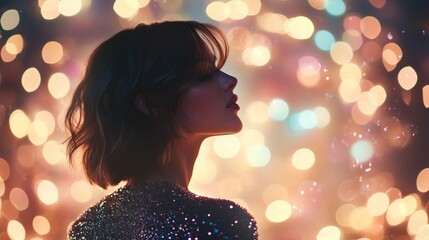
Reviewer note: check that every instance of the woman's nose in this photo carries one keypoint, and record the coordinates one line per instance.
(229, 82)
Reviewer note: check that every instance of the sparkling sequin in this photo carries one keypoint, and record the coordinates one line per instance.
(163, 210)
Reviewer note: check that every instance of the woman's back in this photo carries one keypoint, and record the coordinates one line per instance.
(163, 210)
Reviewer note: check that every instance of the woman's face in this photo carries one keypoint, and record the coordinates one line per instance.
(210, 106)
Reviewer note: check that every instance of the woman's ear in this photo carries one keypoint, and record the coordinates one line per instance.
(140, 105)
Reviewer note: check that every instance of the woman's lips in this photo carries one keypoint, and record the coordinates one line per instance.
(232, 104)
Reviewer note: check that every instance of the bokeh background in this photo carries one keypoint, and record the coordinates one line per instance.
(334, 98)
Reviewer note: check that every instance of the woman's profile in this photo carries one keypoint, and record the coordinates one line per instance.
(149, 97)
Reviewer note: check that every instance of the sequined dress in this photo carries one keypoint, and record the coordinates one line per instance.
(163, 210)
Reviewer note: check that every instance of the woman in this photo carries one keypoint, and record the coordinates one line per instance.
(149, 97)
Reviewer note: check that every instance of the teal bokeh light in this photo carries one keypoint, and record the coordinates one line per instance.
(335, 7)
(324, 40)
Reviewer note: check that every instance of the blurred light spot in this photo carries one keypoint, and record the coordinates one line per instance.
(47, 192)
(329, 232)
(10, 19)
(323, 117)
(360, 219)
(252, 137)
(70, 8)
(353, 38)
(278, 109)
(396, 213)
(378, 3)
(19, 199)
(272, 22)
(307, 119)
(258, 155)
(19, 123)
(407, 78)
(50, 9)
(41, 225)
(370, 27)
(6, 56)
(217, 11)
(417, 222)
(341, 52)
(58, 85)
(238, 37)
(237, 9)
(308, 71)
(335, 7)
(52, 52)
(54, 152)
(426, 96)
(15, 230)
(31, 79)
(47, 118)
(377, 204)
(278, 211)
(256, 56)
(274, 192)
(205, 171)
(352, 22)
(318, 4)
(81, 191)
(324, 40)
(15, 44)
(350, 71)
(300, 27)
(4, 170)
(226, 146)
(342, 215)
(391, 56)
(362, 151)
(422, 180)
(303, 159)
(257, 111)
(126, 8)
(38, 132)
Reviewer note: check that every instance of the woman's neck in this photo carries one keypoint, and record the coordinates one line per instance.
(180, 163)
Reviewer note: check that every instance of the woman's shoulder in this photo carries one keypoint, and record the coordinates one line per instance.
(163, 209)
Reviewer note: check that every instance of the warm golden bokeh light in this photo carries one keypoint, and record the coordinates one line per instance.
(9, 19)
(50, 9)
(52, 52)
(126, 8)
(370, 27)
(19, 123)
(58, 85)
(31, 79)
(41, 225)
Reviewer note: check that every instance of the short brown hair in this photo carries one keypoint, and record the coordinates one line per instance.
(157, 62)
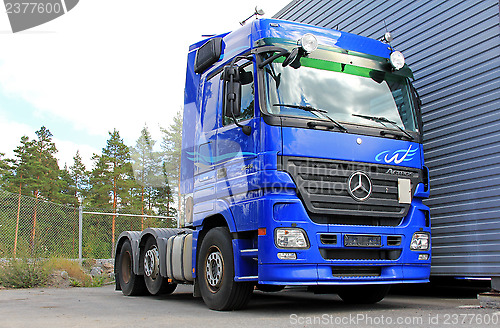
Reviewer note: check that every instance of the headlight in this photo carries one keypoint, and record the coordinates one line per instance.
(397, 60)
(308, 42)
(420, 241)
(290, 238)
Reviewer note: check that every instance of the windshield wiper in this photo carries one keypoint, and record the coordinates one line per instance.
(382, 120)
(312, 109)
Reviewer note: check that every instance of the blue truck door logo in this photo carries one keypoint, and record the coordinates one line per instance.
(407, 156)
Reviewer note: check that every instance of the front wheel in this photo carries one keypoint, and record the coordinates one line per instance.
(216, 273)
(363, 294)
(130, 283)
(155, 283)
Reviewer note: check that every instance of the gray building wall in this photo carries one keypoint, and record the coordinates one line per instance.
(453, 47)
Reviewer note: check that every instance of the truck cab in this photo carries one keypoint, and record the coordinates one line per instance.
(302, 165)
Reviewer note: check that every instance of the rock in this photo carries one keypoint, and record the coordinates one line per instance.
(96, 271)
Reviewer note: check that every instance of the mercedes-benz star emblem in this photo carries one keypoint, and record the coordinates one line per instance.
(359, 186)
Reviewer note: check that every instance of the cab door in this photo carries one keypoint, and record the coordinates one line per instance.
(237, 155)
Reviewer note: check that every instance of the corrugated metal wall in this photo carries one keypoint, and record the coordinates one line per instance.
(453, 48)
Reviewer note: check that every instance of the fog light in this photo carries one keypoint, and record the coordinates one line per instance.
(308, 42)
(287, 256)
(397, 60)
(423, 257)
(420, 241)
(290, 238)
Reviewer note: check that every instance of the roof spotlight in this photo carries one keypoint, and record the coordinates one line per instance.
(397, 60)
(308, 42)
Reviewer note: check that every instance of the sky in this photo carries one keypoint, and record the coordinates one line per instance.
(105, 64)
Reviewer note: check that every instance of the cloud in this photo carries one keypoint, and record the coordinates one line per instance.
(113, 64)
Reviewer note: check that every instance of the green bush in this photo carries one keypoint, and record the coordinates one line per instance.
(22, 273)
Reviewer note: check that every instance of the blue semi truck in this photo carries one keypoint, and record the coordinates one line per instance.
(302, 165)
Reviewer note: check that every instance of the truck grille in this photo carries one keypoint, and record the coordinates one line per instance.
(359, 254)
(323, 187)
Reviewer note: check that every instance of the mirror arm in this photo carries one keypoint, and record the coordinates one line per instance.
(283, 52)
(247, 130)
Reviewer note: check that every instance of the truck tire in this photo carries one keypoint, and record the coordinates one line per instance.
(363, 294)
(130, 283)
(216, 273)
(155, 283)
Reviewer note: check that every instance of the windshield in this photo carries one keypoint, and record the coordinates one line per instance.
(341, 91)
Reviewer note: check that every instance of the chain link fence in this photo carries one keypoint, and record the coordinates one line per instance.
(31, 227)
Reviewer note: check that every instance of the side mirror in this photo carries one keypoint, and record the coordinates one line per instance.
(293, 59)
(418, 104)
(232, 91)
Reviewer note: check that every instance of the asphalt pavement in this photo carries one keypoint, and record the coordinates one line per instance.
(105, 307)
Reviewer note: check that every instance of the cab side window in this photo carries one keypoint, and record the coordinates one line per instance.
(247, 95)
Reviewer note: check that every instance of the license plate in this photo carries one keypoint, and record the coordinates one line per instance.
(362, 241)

--

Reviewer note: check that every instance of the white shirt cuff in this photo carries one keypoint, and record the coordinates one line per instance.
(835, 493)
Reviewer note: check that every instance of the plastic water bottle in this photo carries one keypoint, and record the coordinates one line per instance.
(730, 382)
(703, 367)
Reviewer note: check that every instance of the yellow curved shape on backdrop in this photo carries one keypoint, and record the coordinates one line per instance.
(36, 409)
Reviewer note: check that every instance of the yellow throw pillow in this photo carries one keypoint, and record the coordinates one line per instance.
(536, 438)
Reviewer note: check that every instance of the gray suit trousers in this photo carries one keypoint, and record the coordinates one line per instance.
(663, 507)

→ OBJECTIVE:
State how many lines of the records contain the string "gray", counting only matches with the same case, and give the number alone.

→ COMPLETE OUTPUT:
2